Excerpted data =
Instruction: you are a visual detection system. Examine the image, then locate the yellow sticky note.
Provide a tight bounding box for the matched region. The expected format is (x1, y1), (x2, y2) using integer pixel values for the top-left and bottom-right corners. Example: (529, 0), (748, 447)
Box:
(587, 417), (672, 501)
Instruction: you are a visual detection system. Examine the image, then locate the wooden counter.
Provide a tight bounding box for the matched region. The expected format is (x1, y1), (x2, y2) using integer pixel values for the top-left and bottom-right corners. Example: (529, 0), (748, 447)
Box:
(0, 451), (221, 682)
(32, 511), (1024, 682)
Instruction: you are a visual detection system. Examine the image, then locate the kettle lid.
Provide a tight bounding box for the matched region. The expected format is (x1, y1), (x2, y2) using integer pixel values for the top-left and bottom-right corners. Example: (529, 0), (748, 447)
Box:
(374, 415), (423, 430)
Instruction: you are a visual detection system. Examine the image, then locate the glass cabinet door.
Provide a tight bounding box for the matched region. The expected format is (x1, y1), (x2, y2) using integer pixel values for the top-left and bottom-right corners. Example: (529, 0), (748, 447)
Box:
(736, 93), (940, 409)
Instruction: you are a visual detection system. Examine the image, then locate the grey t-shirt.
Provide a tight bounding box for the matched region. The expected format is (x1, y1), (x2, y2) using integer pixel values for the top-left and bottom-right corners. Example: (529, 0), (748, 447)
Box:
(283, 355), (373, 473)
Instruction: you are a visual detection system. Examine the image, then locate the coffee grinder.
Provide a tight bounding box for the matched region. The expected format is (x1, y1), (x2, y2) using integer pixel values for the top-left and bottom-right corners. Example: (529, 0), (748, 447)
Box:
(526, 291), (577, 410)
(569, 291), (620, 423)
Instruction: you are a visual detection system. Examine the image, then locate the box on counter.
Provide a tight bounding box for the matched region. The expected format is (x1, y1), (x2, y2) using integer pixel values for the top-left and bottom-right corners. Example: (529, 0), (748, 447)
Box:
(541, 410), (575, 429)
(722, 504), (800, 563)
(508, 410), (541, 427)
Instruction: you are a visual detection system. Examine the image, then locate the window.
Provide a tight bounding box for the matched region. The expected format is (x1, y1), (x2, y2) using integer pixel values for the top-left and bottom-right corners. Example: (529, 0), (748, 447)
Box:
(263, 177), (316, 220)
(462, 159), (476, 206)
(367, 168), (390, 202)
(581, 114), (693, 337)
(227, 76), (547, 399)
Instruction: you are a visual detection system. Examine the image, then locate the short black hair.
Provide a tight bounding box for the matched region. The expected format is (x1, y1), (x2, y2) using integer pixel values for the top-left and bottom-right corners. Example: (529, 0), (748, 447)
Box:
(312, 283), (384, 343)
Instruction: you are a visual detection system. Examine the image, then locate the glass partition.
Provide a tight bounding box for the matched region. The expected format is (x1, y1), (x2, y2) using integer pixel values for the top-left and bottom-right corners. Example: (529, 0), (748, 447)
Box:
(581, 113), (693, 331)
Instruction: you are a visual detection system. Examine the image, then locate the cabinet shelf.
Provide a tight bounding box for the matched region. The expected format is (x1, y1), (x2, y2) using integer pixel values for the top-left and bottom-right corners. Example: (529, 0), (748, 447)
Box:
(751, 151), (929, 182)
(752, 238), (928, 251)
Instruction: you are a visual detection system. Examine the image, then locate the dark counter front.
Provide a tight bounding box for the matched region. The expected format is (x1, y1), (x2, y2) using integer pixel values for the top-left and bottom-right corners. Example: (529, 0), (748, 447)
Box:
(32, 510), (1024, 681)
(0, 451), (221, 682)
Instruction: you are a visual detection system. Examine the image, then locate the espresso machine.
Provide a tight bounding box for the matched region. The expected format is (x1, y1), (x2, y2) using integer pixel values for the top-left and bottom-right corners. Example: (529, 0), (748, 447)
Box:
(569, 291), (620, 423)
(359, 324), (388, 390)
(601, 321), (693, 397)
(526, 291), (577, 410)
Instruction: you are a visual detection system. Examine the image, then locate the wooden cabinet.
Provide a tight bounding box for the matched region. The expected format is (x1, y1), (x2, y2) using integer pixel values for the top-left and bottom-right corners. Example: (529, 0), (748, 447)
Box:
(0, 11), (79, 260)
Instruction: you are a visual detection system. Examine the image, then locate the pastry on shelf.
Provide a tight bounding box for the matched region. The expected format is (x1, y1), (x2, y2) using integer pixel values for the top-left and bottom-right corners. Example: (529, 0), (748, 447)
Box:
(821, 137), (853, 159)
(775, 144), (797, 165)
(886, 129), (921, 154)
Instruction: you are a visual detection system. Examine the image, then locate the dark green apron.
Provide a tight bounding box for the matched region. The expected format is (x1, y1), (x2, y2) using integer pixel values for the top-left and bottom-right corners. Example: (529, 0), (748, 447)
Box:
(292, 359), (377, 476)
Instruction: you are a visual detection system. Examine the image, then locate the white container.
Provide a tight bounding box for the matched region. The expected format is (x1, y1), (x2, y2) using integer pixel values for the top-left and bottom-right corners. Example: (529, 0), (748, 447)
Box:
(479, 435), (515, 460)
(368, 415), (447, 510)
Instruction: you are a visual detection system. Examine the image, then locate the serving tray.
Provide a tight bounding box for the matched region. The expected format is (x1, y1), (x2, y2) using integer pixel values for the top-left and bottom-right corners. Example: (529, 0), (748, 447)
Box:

What is being asked =
Can you output every line of the data above again, unchanged and in the same order?

Task output =
Instruction: you are a visual detection system. Examine the image, then locate the yellow sticky note.
Provide a tight bounding box for the matched region. The expected format is (x1, y1), (x2, y2) using integer pixel values for the top-left and bottom-right corners. Example: (529, 0), (748, 447)
Box:
(587, 417), (672, 501)
Instruction: you are a visual detection system. Examine the image, then locate the wooden counter.
Provide a tight bounding box for the matched region. The expected format is (x1, y1), (x2, y2) using integer pixel values for the top-left and bottom-right corners. Example: (529, 0), (748, 447)
Box:
(0, 451), (221, 682)
(32, 511), (1024, 682)
Instruction: you are a visual detection system. Examine the image, then locate the kettle lid.
Provide a tight bounding box for the matched region. The expected format is (x1, y1), (x2, y2) using integer pixel values for the top-left and bottom-right corners. Example: (529, 0), (748, 447)
Box:
(374, 415), (423, 430)
Instruction: you are a visual detection system. Examine the image, then locate the glass cabinet door.
Provide a tight bounding box for the matched region. The expected format is (x1, y1), (x2, y2) using integer pixel values for the top-left and bottom-right corners. Example: (529, 0), (748, 447)
Box:
(736, 93), (940, 409)
Instruction: you are a visual detection system. Examine the image, then locate the grey t-shirt.
Provide a tight bounding box for the matched region. The expected format is (x1, y1), (x2, y2) using integer pixel values for the top-left and bottom-right corners. Example: (529, 0), (748, 447)
Box:
(283, 355), (373, 473)
Instruction: you are a visual detection system. Examine the image, then locate the coffee grinder.
Provide a tight bounding box for the matched region. The expected format is (x1, y1), (x2, y2) using integer pixel values for the top-left and bottom-right corners. Example: (529, 0), (748, 447)
Box:
(526, 291), (577, 410)
(569, 291), (620, 423)
Instruction: you are a visual detection system. Examine the image, then locate the box on counter.
Provide a tight bounding box for the matched region. The expected format is (x1, y1), (x2, y2) using integer pixel values for the top-left and bottom-right corners. Example: (529, 0), (748, 447)
Box:
(541, 410), (575, 429)
(722, 504), (800, 563)
(508, 410), (541, 427)
Instruction: you are a visual detection system. Examine the image, then locate the window.
Provide a tight bounding box for the matched region. The expected format is (x1, y1), (x2, y2) using integer pixel values for the top-left and bottom-right corners. Example: (529, 0), (748, 447)
Box:
(263, 177), (316, 220)
(462, 159), (476, 206)
(367, 168), (390, 202)
(581, 114), (693, 337)
(227, 76), (547, 399)
Instruction: you are a visual detection system. Examine the image, then locate the short black hair.
Provide a tight bounding box for the matched region. The expected format is (x1, y1), (x2, y2) using integer pixel values for the top-left and bottom-right corners. Example: (529, 0), (748, 447)
Box:
(312, 283), (384, 343)
Instruction: you are a visual detection system. Examine the image, then locate the glass partition.
Provide a tight bounding box for the matched region. The expected format is (x1, y1), (x2, y2) using integer pixel values for the top-left and bottom-right corners. Example: (529, 0), (748, 447)
Box:
(581, 113), (693, 331)
Instruction: you are a visual detection system. Examine the image, then locate the cabinet shelf.
Provide a tight bounding box for the matched region. The expected format is (x1, y1), (x2, y2) using integer pixel values for the top-left and bottom-right corners. Example: (529, 0), (748, 447)
Box:
(751, 151), (929, 182)
(752, 238), (928, 251)
Instruction: you are a visual detection system. Examine the image, then locate the dark counter front.
Provide a tight bounding box for the matched region. The expected format is (x1, y1), (x2, y2) using integer pixel values for the top-left and bottom-right corners. Example: (529, 0), (748, 447)
Box:
(32, 510), (1024, 681)
(0, 451), (221, 682)
Instruction: you are a visual detection system. Examine the image, then locate the espresso machine.
Provide a tight bounding box for the matched region. The expected format is (x1, y1), (x2, y2) using integer pixel values for the top-left and bottom-right corners. Example: (529, 0), (748, 447)
Box:
(569, 291), (620, 423)
(359, 324), (388, 390)
(601, 321), (693, 397)
(526, 291), (577, 410)
Instruction: you are a visual detection system. Examine the image, then locate the wooden cabinet.
Provide a tight bounding box for the matched region. The expected format is (x1, y1), (x2, y2) using integer pixel values for the top-left and bottom-right corners. Example: (529, 0), (748, 447)
Box:
(0, 11), (79, 260)
Instruction: you are a visual detection system. Examine the image, then locate the pastry on shelf.
Provide a tight bounding box for the matched region. The expected format is (x1, y1), (x2, y2) using integer pixel values for the top-left and bottom-right corners. Example: (529, 0), (748, 447)
Box:
(821, 137), (853, 159)
(775, 144), (797, 165)
(886, 129), (921, 154)
Instruction: you are a visual detection system. Examine the image, then locate the dark green apron.
Provide a tight bounding box for the matched region. The expected format is (x1, y1), (x2, y2) using integer pixel values for the top-left and bottom-right corners. Example: (529, 0), (748, 447)
Box:
(292, 359), (377, 476)
Instruction: you are a visual detection system. Examine the image, then locate the white container.
Provide a tight bounding box for the matched region. The expected format is (x1, y1), (x2, y2) using integer pixel values for the top-left and bottom-right corners. Example: (529, 0), (748, 447)
Box:
(479, 435), (515, 460)
(368, 415), (447, 510)
Instruction: you are a visual detection system. Examine the image, then locate the serving tray.
Provide a tight bounding box for the matched region. The expected format is (x1, y1), (x2, y2) using integer pixel values for the top-left and bottom-right corners. Example: (529, 0), (748, 447)
Box:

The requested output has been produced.